(EXERCISE PROMPT) In the department overview, quote everything from "About the Department" to "has experienced since." word for word.

TEXT UNDER STUDY section start

About the Department

Penn State's hub for animal and human health and biomedical knowledge.

Welcome from the Department Head

It is my pleasure to reach out to you as both the head and a longtime member of this great department. I began my career at Penn State in the late 1990s, when the department was still called "Veterinary Sciences," and have had a front-row seat to the transformative changes this department has experienced since.

Should you choose Penn State, your time here with us will immerse you in the realm of animal health, pre-vet, cancer research, gut health, infectious diseases, molecular nutrition, biomedical informatics, and molecular toxicology. Our current 500+ undergraduate students are focused in three majors--Veterinary and Biomedical Sciences, Immunology and Infectious Disease, and Pharmacology and Toxicology--and their studies have a renewed emphasis on veterinary extension and medicine, infectious diseases, molecular pathogenesis, developmental biology, carcinogenesis, nutritional immunology, and molecular pharmacology in the classroom, in the lab, and on the farm. I encourage you to explore these options or consider our brand-new minor in One Health! We also have a long history of training graduate students as part of our departmental Pathobiology graduate program. Our faculty lead training grants in addition to actively participating in other graduate programs in Molecular and Cellular Integrative Biosciences, Biochemistry and Molecular Biology, Physiology, and Nutritional Sciences. 

The department has a lot of exciting and new things happening! The Animal, Veterinary, and Biomedical Science (AVBS) Building is replacing the 52-year-old Henning Building, opening up 105,000 square feet of premium space to foster collaboration and innovation, which will be a new and stimulating learning environment for our students and faculty, bringing everyone together on Ag Hill.

Our faculty are highly trained researchers who specialize in zoonotic diseases and therefore have put COVID-19 research on the front burner, and their research will be part of what shapes our collective future and health. We also work closely with several institutes at Penn State, most notably the Huck Institutes of the Life Sciences, Penn State Cancer Institute, Institutes of Energy and the Environment, Social Science Research Institute, and the Clinical and Translational Science Institute, on many interdisciplinary projects that examine real-world problems and provide innovative solutions. These connections also provide us easy access to the state-of-the-art instrumentation that assists our students in collecting high-quality data.

TEXT UNDER STUDY section end
DATA UNDER STUDY section start

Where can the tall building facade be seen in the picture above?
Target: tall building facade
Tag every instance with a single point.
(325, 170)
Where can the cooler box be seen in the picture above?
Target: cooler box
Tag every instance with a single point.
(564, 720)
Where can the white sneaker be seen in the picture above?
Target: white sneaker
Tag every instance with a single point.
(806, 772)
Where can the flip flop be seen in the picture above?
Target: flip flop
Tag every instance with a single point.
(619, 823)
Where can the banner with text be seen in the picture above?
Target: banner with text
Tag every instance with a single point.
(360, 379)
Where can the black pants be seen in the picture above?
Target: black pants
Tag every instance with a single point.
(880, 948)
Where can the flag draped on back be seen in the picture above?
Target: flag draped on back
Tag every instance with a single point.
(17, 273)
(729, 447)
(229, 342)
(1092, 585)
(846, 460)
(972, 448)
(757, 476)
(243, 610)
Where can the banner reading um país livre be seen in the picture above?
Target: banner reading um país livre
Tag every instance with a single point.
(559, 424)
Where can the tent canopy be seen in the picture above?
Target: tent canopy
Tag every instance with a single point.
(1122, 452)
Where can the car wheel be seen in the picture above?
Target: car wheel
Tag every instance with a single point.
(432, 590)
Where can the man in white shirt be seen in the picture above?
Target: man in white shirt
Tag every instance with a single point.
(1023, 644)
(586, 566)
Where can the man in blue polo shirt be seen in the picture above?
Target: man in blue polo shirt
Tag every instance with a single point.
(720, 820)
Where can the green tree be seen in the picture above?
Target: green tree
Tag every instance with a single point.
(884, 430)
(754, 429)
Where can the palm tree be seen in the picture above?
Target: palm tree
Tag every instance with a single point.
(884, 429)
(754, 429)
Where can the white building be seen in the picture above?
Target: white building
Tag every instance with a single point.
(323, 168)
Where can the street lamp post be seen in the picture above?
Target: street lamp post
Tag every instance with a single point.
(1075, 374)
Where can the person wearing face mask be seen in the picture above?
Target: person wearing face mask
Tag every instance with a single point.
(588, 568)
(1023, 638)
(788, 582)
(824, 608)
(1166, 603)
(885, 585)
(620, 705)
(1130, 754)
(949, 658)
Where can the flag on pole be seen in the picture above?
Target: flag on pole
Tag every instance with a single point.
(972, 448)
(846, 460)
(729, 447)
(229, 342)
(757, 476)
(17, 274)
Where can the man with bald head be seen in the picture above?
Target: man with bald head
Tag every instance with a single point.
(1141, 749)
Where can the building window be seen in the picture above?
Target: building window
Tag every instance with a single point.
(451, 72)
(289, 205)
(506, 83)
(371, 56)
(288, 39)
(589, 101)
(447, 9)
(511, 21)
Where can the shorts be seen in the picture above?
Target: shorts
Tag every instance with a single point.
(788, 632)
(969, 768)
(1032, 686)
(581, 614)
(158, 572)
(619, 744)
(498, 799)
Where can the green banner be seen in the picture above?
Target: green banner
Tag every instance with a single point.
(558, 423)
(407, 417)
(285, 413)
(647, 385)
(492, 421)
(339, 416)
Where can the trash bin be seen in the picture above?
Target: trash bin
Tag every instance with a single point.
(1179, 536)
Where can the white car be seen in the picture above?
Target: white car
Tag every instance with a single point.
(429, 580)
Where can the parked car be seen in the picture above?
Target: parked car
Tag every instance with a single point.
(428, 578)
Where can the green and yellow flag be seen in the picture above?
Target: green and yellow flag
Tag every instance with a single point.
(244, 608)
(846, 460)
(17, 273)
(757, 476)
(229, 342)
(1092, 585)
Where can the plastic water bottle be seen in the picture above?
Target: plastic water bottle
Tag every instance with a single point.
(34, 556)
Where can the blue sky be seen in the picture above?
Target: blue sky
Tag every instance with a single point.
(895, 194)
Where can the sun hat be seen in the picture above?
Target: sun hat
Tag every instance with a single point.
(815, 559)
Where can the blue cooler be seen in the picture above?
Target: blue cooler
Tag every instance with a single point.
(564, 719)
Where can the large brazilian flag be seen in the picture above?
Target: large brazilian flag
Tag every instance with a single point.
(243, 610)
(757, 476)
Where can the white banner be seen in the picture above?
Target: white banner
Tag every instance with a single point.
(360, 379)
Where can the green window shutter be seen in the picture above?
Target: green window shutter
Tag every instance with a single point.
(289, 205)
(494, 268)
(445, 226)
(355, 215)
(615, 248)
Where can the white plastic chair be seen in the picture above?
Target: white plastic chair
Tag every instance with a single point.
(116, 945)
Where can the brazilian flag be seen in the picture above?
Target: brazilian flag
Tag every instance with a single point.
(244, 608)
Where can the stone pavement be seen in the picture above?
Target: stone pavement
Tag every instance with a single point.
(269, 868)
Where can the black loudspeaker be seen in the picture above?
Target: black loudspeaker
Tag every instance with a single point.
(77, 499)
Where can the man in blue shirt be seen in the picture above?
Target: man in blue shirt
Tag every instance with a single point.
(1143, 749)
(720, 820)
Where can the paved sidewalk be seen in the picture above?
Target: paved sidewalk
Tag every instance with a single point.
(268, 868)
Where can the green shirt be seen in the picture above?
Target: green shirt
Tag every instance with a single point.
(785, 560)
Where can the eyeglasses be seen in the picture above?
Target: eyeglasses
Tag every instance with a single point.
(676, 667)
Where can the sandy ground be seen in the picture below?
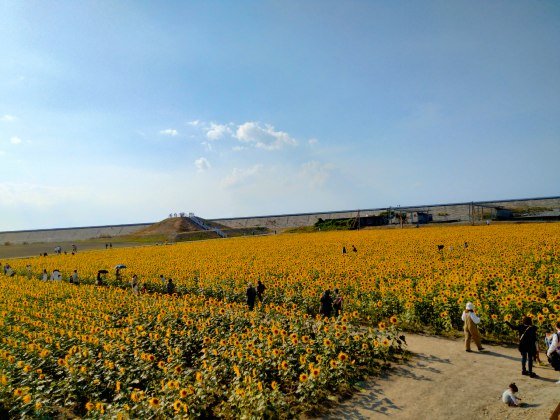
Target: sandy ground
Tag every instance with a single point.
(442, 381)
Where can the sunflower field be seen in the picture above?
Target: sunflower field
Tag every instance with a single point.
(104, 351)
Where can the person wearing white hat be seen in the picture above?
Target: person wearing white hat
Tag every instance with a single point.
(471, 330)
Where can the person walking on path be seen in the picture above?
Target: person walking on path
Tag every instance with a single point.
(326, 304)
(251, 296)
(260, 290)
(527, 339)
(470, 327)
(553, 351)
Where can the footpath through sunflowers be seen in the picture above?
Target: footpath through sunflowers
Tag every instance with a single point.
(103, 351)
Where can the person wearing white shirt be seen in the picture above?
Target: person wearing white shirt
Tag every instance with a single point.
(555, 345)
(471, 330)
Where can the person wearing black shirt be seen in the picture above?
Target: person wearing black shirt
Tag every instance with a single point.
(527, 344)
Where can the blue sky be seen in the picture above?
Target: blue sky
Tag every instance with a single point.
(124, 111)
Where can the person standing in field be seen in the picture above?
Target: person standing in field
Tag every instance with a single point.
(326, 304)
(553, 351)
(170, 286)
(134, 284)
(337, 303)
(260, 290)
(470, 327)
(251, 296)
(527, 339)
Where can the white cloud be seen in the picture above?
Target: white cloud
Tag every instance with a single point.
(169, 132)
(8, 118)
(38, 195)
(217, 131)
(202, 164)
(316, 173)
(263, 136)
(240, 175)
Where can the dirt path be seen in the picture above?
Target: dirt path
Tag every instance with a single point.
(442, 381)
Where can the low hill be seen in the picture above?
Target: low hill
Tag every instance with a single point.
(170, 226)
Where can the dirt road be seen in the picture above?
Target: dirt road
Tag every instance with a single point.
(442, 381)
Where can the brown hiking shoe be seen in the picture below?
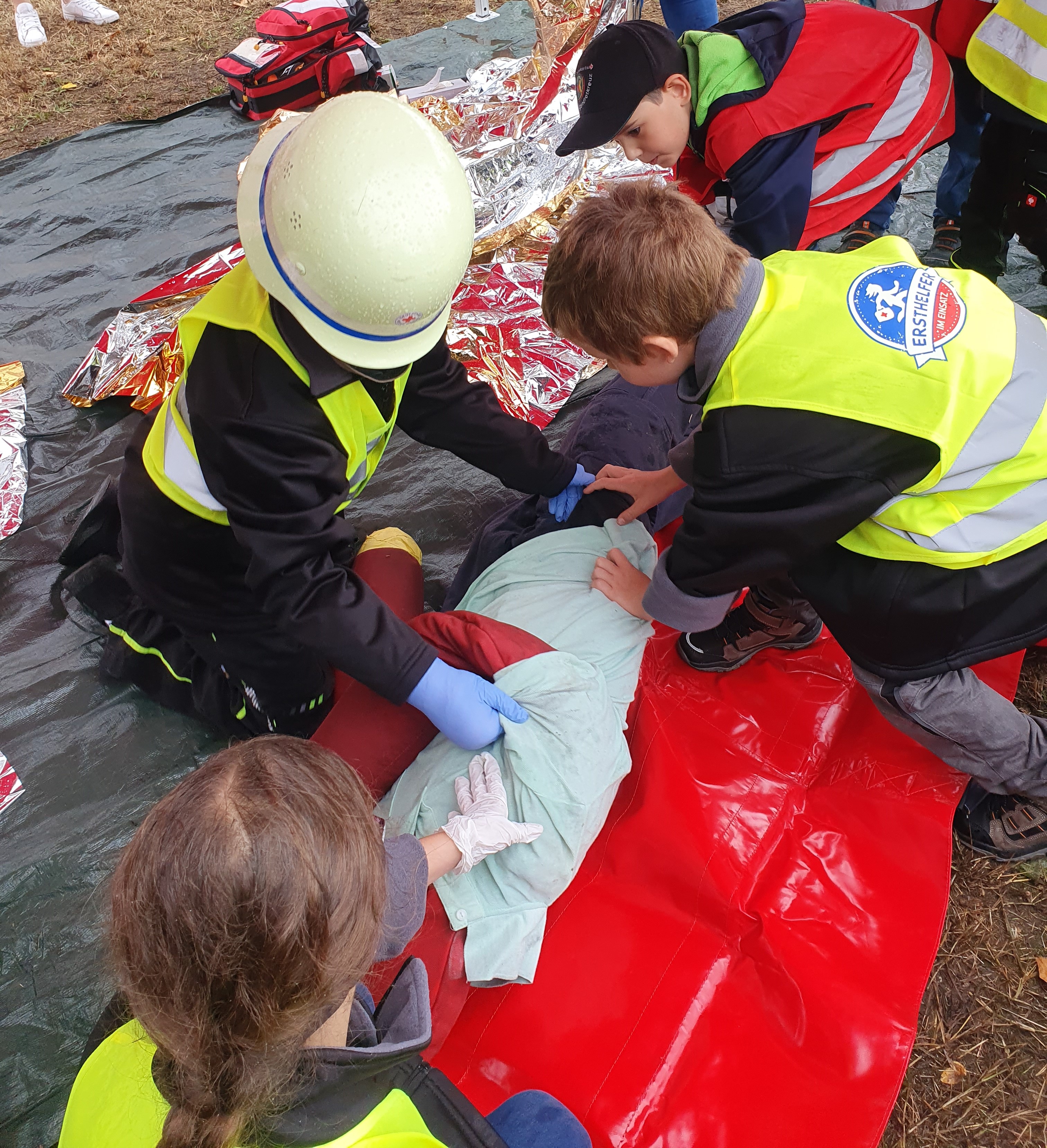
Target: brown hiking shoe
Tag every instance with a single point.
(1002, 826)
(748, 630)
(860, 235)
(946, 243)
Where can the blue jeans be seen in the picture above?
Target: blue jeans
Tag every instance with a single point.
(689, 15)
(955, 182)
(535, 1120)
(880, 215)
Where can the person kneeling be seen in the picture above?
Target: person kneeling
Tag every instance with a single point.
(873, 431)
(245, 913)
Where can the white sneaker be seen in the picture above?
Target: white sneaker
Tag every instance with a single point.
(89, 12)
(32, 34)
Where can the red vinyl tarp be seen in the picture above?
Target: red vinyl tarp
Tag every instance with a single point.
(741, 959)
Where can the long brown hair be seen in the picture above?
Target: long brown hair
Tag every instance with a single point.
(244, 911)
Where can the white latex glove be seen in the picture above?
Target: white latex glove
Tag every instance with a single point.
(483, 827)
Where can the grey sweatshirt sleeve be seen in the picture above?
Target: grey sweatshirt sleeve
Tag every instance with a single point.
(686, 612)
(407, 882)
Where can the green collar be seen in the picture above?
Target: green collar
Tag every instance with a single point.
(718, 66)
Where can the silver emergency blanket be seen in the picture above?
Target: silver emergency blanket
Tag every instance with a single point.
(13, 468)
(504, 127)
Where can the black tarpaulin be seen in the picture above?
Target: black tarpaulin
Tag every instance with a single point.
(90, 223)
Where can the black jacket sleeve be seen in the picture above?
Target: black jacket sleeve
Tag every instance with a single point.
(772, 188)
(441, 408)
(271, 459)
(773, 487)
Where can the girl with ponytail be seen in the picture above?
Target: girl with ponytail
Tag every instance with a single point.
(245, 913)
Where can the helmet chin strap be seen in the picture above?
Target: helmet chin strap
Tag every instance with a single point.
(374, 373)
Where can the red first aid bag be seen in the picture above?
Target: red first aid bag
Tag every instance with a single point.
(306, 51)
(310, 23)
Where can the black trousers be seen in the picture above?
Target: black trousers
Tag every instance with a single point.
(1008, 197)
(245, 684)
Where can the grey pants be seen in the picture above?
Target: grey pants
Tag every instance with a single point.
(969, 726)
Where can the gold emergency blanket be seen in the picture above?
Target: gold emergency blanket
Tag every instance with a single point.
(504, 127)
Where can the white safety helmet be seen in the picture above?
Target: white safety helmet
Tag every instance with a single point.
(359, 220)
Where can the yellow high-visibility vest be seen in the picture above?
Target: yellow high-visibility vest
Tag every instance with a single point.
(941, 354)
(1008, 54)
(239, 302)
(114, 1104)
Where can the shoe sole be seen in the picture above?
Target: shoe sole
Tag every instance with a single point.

DATA UNDER STUDY section end

(REPLY)
About the Department

Penn State's hub for animal and human health and biomedical knowledge.

Welcome from the Department Head

It is my pleasure to reach out to you as both the head and a longtime member of this great department. I began my career at Penn State in the late 1990s, when the department was still called "Veterinary Sciences," and have had a front-row seat to the transformative changes this department has experienced since.